眼科学教室通信(2)私の学位論文 part1

東大医学部を昭和36年3月に卒業、東大病院で1年間インターンとして内科や外科といった主要科目の実地修練を修了、37年7月に東大眼科に入局して医師としてスタートした。昭和40年6月までのまるまる3年間、臨床の全般をくまなく勉強することができた。その頃の医局生活のことは別に書いたことがある(1)。入局と同時に助手に採用され、医局旅行で遊びにいく以外のほとんど全ての時間を医局にどっぷりつかって厳しく修行することができた(現在にいたるまで、いわゆるアルバイトで生活費を稼ぐ、といった経験がまったくなかったのは幸運というしかない)。

================

取り組み —
(a) 眼科入局の回想文のうち、「眼科学教室通信(2)私の学位論文 part1」から「たのは幸運というしかない)。」までを一字も変えずに返してください。
(b) 眼科入局の回想文を、最後の文に続けて書き進めてください。

================

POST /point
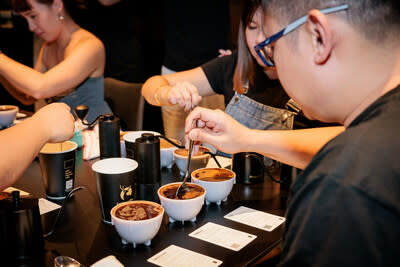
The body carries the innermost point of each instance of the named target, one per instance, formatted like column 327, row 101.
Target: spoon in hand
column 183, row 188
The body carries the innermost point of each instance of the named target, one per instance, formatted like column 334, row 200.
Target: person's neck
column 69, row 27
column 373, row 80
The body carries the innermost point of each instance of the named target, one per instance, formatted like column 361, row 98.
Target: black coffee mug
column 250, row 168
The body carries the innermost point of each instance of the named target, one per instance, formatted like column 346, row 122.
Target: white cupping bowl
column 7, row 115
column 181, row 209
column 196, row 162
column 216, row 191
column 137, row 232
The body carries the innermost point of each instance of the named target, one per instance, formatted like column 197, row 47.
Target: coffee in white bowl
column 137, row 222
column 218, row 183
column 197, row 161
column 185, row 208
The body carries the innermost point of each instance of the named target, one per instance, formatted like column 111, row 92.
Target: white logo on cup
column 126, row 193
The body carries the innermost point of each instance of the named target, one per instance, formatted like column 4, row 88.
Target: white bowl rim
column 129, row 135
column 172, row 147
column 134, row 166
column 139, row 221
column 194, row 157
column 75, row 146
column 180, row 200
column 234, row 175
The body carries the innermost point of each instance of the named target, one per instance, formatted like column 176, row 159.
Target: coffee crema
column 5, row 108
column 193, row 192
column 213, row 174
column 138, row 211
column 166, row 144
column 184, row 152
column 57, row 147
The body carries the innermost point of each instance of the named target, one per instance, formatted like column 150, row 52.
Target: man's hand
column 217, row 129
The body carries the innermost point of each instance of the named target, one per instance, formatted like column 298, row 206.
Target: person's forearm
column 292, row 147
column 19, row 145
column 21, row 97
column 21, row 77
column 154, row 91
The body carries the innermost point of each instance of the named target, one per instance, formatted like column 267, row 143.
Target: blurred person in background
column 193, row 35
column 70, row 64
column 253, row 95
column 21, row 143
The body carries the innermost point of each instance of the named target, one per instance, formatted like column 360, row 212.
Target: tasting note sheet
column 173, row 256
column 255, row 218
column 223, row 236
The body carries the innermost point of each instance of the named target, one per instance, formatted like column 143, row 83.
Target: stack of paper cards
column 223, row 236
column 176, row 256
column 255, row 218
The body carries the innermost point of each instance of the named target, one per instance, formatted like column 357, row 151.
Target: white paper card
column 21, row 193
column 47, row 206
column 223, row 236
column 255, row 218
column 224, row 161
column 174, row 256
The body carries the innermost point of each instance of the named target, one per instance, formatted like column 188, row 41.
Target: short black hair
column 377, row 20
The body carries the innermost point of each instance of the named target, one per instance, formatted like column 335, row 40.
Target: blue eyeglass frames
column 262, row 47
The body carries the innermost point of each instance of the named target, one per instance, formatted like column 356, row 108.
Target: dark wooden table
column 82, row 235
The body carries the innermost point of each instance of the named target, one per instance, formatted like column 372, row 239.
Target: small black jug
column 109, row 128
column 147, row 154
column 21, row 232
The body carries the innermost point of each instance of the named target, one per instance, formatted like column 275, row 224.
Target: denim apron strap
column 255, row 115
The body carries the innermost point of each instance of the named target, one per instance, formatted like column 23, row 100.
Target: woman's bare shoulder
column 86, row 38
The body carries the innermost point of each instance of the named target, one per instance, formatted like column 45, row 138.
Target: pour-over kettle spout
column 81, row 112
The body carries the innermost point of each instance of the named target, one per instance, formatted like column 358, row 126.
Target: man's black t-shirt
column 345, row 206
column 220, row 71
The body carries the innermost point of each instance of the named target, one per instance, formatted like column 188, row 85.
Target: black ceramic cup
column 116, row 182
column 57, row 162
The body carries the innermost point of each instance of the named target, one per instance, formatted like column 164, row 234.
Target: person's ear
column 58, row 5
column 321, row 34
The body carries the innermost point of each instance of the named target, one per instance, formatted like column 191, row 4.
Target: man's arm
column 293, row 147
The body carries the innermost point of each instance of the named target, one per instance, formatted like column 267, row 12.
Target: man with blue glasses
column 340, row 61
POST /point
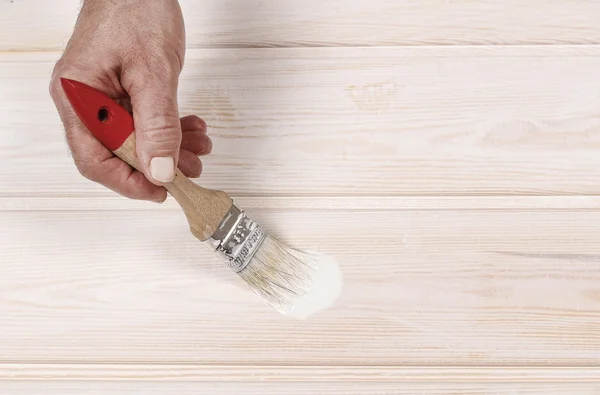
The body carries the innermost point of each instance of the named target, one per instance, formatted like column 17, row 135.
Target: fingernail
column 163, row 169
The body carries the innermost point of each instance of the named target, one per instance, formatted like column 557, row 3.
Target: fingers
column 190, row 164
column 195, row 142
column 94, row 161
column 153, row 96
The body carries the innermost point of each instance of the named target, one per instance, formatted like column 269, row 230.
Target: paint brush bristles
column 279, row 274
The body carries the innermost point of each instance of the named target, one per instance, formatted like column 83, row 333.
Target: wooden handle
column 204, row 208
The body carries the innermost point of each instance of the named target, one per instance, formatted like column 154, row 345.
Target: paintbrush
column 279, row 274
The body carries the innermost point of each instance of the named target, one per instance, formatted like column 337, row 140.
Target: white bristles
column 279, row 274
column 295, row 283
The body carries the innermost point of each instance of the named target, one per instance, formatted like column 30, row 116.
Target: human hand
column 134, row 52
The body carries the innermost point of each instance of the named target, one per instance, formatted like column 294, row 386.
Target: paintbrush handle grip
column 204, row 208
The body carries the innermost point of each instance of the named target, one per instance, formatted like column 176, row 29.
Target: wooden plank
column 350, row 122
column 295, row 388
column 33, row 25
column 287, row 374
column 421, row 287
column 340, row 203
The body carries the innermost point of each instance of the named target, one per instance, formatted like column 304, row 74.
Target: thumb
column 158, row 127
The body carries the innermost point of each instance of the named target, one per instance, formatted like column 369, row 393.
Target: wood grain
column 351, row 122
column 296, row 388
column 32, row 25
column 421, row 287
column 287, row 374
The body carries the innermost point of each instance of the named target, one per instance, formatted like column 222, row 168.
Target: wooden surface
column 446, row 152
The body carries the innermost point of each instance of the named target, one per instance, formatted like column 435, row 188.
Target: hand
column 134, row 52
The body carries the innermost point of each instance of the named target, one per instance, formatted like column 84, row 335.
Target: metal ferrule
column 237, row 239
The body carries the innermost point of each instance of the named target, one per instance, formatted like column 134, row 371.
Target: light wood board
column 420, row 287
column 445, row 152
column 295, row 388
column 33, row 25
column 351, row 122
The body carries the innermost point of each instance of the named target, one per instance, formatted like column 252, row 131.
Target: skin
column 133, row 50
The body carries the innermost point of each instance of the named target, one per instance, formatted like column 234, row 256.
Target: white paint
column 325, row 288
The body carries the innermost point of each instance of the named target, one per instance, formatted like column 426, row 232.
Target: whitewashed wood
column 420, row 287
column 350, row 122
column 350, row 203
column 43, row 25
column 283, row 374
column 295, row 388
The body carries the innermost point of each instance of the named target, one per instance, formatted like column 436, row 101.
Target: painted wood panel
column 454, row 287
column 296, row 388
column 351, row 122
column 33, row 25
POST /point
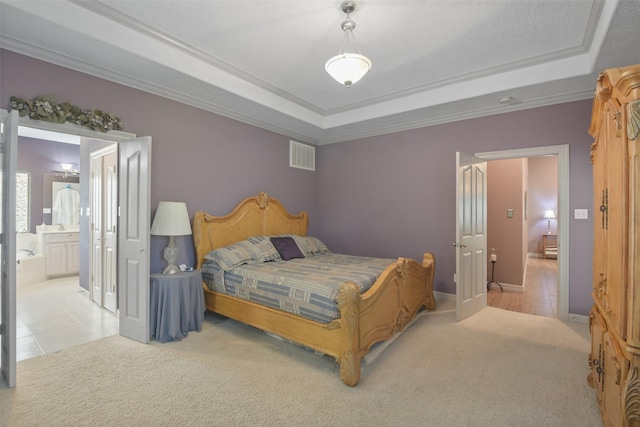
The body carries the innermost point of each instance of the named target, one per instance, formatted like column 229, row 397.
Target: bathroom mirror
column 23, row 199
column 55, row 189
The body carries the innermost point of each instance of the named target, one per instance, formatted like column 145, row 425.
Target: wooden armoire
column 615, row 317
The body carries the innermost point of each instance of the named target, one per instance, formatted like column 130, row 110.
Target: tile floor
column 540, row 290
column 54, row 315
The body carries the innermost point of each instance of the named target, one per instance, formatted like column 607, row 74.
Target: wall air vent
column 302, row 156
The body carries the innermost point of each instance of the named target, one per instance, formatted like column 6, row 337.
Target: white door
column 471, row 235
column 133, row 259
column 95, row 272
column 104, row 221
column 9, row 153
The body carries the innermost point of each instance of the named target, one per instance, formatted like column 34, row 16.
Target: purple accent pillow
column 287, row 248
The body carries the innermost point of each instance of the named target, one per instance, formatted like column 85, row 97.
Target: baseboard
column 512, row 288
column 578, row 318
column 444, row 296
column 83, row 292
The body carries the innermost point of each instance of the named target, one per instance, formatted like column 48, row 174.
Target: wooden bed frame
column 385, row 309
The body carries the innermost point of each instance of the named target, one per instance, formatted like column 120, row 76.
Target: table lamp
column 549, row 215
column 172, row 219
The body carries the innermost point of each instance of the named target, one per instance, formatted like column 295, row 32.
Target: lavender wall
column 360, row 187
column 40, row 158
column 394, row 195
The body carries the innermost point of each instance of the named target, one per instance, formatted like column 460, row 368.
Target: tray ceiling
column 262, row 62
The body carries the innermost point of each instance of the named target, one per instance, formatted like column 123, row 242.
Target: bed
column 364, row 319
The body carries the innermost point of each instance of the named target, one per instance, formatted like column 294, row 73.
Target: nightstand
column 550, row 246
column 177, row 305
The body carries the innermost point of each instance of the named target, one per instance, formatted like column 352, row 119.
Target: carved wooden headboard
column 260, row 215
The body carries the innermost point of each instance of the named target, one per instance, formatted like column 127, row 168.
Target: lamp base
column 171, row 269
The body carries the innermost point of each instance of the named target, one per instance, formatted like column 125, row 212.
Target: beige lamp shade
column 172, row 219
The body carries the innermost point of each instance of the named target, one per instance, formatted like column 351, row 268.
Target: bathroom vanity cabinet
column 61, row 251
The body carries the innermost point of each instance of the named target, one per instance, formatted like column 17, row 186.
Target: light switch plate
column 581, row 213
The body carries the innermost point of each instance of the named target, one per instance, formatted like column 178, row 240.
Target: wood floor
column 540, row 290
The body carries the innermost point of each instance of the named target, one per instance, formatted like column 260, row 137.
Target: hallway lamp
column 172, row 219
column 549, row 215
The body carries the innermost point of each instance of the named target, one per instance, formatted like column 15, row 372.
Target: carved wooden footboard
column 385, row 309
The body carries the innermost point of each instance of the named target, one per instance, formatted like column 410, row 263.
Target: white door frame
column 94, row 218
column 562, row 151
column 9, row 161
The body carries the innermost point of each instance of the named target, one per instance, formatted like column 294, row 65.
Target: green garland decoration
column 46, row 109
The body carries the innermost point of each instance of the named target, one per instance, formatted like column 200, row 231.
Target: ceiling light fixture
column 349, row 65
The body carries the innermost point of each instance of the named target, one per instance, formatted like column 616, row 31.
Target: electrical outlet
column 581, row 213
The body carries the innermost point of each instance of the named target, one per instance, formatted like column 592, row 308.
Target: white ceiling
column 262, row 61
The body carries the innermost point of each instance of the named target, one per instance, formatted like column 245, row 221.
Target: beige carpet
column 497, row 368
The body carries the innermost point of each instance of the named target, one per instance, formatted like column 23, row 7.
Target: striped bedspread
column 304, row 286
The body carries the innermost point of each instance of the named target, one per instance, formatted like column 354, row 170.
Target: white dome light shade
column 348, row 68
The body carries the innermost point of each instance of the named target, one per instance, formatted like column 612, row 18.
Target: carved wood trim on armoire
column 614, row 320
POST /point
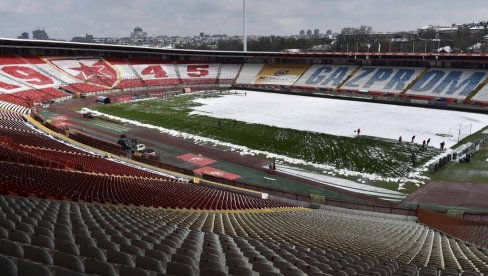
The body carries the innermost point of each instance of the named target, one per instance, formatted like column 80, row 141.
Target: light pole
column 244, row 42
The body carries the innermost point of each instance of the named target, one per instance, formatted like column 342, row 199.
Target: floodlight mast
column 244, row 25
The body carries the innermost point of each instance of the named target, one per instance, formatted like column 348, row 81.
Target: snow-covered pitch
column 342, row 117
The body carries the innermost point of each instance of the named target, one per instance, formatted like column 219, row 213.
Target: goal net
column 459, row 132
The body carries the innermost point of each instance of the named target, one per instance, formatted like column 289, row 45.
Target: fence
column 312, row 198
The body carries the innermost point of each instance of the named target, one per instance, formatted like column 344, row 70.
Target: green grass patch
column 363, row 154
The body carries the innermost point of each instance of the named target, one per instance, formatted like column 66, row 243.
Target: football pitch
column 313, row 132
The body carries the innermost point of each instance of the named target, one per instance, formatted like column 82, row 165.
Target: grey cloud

================

解答 —
(a)
眼科学教室通信(2)私の学位論文 part1

東大医学部を昭和36年3月に卒業、東大病院で1年間インターンとして内科や外科といった主要科目の実地修練を修了、37年7月に東大眼科に入局して医師としてスタートした。昭和40年6月までのまるまる3年間、臨床の全般をくまなく勉強することができた。その頃の医局生活のことは別に書いたことがある(1)。入局と同時に助手に採用され、医局旅行で遊びにいく以外のほとんど全ての時間を医局にどっぷりつかって厳しく修行することができた(現在にいたるまで、いわゆるアルバイトで生活費を稼ぐ、といった経験がまったくなかったのは幸運というしかない)。

(b)
当時の東大眼科では、数年の研修期間が終了すると助手を首にされて、外部の関連病院にいきながら研究に専念するというシステムになっていた。私は関東逓信病院にあてがわれたのである。当時の関東逓信病院はバックの電電公社(現在のNTT)の財政が豊かで、我が国では最も設備の充実した病院として評判が高く、古びた東大病院から行くと別世界であった。眼科は部長の戸塚清先生(元東邦大教授)の下に、私のように東大から派遣された若手四人であった(丸尾敏夫先生もおられて、私と同様に研究)。今では許されない好条件が提示されたのだった。つまり、正規職員に採用されて大学での助手の給料から五割もアップしただけでなく、診療は週に三日だけすればよい、あとは自由に研究の時間に使ってよいというもので、東大の研究生になって月・水・金は大学の研究室に通った。